Given problem
Copy out every one of the items below word for word, leaving out the pictures.

───── Listed entries ─────

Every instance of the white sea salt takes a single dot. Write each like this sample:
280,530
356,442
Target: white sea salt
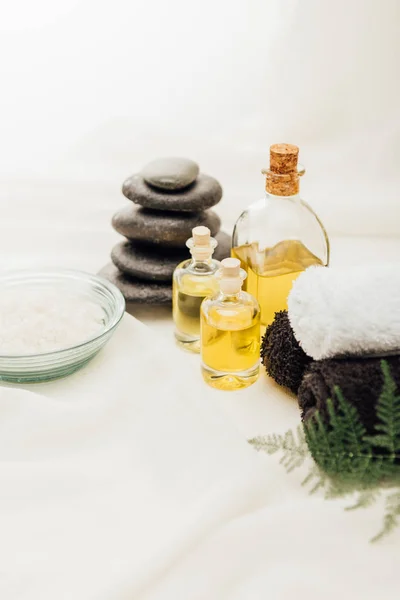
34,321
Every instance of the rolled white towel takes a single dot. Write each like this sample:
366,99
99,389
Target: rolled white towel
347,311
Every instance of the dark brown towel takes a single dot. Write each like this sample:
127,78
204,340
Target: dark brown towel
360,380
281,354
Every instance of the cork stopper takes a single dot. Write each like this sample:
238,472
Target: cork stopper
231,276
201,244
201,236
283,158
283,173
230,267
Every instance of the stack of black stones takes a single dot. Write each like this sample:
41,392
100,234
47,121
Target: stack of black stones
169,197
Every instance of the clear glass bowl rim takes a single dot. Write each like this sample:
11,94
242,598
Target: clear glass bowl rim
30,275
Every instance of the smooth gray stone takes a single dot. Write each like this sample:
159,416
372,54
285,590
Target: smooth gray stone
161,227
204,193
152,263
170,173
135,290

─────

Complete answer
Every instance of the white sea salt takes a single dot. Write each like this sample:
280,530
356,442
Target: white sea salt
34,321
Every instance of the rolled white towel takes a single dot. Write each like this sample:
366,99
99,389
Target: rolled white towel
347,311
Every instance of the dark brown towel takes a single dot. Write each like this sample:
127,78
204,340
Target: dark brown towel
360,380
281,354
Every instance of the cork stopper takes a single dot. Write each like this sample:
238,472
Target: cork stopper
231,276
201,244
201,236
283,158
283,173
230,267
Every instance of the stack of black stones takes a single dot. Write each like this sample:
41,392
100,234
47,121
Target: stack of black stones
169,197
Every instance of the clear glass bowl rim takes a single dot. Write each like this sample:
11,94
242,598
Target: clear glass bowl rim
30,275
Every instance of the smooth gray stone takes a single dot. Write each like this sample:
159,416
372,54
285,590
Target: smooth gray stone
161,227
204,193
152,263
170,173
135,290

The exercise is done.